─── RECORDS SUPPLIED

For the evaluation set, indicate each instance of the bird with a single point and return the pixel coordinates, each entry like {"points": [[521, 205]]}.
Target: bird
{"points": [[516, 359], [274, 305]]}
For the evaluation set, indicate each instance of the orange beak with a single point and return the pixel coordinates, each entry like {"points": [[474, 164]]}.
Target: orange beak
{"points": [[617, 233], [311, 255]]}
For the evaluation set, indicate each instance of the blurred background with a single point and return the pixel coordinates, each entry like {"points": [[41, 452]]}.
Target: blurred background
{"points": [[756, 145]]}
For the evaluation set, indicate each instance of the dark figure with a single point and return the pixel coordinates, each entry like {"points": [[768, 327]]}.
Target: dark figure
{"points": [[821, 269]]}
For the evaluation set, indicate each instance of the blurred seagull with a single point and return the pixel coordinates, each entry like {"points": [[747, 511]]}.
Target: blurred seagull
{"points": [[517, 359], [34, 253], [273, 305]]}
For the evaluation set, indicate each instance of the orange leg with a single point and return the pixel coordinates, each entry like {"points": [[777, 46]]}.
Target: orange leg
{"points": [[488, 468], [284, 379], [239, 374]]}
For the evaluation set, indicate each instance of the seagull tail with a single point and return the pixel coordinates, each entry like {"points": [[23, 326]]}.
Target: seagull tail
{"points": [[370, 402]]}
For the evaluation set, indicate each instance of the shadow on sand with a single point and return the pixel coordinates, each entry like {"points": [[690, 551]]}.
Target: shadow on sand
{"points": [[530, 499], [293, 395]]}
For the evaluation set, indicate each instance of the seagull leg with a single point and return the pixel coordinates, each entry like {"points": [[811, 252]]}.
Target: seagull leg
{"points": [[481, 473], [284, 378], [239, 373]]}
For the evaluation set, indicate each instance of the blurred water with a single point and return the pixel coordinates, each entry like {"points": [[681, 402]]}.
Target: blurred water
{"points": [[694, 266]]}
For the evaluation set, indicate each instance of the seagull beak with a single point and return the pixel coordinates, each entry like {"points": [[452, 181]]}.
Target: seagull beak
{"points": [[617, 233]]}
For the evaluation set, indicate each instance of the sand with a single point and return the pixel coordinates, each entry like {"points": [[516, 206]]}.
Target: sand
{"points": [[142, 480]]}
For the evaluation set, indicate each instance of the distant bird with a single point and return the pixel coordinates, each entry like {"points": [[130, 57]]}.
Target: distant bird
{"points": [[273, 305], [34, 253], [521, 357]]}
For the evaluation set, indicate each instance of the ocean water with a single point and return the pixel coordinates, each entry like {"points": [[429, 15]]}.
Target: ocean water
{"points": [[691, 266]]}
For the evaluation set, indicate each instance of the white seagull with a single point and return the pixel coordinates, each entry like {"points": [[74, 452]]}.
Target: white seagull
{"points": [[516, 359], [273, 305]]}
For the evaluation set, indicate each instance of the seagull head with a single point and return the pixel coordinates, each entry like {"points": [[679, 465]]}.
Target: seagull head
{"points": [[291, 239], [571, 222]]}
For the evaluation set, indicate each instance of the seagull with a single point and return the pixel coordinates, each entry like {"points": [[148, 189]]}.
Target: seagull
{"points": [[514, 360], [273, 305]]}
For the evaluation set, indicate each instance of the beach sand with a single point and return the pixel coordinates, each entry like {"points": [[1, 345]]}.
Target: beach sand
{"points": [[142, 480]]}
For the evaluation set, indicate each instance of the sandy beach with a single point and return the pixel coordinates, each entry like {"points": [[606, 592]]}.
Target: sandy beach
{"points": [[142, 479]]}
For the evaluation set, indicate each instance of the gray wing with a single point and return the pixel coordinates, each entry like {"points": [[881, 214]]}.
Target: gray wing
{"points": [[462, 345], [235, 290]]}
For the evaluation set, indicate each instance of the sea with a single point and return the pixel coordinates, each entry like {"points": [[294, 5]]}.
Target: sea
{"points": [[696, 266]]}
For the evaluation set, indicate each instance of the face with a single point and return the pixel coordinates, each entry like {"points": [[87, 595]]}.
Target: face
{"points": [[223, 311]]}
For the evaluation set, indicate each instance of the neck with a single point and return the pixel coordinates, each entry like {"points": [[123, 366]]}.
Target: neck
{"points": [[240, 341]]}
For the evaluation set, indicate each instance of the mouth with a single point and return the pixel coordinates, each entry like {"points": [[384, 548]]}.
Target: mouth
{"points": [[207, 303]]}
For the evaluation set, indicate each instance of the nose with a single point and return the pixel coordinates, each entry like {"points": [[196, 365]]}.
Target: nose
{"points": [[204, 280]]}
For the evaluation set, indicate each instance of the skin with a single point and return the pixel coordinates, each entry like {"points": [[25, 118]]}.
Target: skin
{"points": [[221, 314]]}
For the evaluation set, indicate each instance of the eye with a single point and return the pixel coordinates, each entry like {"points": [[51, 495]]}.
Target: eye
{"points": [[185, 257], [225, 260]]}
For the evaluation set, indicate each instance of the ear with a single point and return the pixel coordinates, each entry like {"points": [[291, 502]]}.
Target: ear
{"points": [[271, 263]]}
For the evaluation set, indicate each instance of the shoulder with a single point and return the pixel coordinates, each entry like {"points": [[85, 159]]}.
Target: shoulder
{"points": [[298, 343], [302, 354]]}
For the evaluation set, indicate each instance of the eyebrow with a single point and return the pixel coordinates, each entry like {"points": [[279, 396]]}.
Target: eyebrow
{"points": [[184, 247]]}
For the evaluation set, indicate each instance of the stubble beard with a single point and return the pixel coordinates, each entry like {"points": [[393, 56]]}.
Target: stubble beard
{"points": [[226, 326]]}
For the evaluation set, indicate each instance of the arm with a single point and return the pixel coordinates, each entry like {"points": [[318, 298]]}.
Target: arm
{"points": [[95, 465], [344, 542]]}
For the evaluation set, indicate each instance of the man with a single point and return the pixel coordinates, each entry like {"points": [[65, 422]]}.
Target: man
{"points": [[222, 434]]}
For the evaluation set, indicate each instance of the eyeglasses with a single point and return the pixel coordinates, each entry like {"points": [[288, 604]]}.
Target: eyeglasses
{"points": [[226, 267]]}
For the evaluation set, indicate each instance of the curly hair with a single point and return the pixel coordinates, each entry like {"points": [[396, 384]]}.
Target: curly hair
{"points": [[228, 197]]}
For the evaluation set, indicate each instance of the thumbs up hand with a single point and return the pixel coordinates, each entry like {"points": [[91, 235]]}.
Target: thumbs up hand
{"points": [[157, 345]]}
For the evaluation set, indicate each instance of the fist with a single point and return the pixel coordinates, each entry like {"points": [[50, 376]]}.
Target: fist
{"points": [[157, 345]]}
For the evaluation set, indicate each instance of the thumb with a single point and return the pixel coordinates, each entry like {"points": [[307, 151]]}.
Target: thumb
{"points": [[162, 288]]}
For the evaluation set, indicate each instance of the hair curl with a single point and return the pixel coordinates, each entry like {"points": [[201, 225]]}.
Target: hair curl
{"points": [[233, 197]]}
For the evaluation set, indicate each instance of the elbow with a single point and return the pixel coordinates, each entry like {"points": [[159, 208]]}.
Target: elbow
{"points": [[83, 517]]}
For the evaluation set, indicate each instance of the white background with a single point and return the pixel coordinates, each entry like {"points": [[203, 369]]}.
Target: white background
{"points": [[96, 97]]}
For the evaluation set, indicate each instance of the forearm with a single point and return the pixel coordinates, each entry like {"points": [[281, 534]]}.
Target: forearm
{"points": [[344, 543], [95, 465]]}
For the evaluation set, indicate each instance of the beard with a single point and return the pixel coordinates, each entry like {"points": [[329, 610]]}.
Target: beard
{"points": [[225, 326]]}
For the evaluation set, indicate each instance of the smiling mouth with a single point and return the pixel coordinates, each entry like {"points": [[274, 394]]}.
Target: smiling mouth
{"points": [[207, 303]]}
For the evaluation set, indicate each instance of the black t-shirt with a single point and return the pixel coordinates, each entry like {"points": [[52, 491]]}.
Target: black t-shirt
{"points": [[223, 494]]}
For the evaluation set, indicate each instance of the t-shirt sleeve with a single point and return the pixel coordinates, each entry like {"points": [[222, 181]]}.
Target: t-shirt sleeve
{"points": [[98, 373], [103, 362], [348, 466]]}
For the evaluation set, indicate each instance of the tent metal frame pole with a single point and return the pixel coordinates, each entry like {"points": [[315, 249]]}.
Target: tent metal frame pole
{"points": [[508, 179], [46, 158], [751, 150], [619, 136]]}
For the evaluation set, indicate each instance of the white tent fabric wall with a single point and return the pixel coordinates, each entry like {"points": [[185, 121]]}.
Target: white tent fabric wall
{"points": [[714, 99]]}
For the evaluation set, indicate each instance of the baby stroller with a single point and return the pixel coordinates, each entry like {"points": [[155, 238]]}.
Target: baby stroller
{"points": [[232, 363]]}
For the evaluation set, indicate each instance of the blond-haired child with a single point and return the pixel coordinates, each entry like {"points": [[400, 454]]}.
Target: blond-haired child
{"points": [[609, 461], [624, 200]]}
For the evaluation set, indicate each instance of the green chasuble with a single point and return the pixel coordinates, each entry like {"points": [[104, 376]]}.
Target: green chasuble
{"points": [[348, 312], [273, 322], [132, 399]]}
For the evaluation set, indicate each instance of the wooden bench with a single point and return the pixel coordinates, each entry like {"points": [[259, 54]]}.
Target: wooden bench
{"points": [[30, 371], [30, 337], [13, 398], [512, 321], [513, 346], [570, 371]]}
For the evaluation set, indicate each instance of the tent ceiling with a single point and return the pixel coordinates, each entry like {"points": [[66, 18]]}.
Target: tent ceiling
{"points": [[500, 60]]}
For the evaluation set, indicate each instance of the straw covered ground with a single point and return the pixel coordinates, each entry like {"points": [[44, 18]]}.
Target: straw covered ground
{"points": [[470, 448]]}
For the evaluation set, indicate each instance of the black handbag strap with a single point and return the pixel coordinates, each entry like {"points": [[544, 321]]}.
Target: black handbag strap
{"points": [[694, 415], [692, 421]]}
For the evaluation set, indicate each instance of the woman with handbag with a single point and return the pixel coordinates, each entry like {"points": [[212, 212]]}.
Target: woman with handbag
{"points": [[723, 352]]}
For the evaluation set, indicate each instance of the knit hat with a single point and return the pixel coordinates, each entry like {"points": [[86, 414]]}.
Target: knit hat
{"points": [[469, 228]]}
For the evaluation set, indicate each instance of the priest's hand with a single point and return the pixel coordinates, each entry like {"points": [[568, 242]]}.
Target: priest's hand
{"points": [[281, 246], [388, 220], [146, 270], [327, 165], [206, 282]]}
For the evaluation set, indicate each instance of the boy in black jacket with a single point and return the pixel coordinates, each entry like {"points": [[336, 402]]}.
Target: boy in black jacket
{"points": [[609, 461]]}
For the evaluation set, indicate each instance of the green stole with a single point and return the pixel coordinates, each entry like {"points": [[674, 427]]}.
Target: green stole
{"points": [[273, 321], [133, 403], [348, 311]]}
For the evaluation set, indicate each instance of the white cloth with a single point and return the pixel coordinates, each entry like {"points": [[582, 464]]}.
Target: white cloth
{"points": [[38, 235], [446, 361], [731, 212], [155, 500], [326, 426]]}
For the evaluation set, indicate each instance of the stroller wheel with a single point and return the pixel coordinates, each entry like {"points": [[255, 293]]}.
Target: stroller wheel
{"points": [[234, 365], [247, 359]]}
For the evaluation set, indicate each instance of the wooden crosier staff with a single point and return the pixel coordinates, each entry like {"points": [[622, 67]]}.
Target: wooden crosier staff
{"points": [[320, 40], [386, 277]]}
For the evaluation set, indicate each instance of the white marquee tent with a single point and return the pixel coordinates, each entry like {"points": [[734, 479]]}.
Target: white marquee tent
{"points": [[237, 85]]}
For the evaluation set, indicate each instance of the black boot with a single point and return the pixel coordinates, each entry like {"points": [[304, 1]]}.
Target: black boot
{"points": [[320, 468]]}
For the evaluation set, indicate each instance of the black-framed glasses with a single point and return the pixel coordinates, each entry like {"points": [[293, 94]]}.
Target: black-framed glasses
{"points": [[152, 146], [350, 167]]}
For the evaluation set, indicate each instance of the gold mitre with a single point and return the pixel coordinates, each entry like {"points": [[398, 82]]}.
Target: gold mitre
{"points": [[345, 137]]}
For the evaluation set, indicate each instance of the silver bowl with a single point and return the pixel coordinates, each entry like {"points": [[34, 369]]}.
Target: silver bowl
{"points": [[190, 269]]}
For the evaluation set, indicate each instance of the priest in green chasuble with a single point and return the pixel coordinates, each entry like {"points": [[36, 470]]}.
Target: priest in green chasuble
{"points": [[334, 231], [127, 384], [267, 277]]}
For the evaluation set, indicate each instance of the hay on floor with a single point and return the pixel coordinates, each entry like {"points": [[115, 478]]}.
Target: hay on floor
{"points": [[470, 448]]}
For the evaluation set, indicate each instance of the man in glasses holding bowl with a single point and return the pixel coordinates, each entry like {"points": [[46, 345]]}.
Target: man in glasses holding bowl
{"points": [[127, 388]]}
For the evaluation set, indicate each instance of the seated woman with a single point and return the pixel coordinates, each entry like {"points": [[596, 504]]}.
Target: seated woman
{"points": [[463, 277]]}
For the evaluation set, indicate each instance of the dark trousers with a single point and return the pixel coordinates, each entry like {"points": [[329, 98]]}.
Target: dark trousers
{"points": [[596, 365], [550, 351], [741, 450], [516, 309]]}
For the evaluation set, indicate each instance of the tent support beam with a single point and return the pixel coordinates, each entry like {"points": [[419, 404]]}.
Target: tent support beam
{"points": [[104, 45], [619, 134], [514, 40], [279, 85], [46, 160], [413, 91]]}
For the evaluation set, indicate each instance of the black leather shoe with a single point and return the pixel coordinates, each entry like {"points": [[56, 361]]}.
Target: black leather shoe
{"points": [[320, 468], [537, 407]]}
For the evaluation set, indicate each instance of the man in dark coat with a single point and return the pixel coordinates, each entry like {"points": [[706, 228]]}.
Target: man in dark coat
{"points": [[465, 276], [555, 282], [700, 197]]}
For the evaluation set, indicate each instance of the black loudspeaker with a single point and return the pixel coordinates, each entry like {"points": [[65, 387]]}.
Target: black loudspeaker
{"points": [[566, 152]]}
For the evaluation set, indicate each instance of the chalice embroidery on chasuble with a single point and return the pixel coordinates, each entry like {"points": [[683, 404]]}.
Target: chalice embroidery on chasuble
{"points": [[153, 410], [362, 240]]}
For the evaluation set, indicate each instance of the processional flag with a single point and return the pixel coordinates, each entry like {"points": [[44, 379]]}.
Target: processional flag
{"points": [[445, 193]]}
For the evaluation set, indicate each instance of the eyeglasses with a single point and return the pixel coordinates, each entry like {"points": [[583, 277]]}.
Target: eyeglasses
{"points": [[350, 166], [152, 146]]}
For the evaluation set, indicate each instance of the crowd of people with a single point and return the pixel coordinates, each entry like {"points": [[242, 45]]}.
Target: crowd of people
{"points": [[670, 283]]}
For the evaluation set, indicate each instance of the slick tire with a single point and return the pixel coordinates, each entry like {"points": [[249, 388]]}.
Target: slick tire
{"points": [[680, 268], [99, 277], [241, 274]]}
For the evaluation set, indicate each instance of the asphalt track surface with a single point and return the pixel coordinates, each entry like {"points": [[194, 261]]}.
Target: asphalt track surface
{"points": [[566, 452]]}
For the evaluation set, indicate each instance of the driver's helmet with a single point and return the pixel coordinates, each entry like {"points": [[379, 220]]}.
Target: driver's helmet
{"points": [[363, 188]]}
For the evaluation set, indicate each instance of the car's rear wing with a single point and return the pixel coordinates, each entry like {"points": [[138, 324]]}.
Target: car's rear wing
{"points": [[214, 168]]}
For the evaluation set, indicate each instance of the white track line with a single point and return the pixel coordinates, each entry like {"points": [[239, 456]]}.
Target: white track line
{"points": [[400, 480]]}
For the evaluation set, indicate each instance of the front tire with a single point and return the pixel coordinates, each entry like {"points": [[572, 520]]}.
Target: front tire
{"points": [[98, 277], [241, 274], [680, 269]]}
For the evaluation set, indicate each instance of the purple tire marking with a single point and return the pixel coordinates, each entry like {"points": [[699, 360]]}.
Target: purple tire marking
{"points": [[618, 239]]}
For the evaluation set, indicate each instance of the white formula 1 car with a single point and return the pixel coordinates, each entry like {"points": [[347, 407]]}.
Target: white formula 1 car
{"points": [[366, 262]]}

──────

Reproduce exactly the lines from the one containing "For the evaluation set, indicate each instance of the front" through the last line of the records above, including both, and nothing else.

For the evaluation set, indicate each instance of the front tire with a single point and return the pixel coordinates, each entry like {"points": [[572, 520]]}.
Target: front tire
{"points": [[98, 277], [241, 274], [680, 269]]}
For the evaluation set, indicate each instance of the purple tire marking with a single point and return the pixel coordinates, each entry like {"points": [[699, 360]]}.
Target: purple tire marking
{"points": [[618, 239]]}
For the evaluation set, indicate each instance of the white formula 1 car with a single point and return the pixel coordinates, each entry like {"points": [[347, 407]]}.
Target: white formula 1 car
{"points": [[366, 262]]}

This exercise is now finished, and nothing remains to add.